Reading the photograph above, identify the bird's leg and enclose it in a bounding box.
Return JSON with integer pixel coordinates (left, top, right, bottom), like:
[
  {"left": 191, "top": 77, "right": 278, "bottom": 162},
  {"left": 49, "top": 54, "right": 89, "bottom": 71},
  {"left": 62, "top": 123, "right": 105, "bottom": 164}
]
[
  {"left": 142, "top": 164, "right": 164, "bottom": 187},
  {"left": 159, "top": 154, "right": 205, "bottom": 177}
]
####################
Goal:
Format every line of the records above as a Markdown table with two columns, No. and Text. Number the rows from 1 and skip any blank lines.

Finished task:
| No. | Text |
|---|---|
| 1 | Reading the photograph above, identify the bird's leg and enclose it in a bounding box. |
| 2 | Return JSON with integer pixel coordinates (left, top, right, bottom), like: |
| 3 | [ |
| 4 |   {"left": 191, "top": 77, "right": 278, "bottom": 162}, |
| 5 |   {"left": 49, "top": 54, "right": 89, "bottom": 71}, |
| 6 |   {"left": 62, "top": 123, "right": 105, "bottom": 164} |
| 7 | ] |
| 8 | [ |
| 9 |   {"left": 142, "top": 164, "right": 164, "bottom": 187}, |
| 10 |   {"left": 159, "top": 154, "right": 205, "bottom": 177} |
| 11 | ] |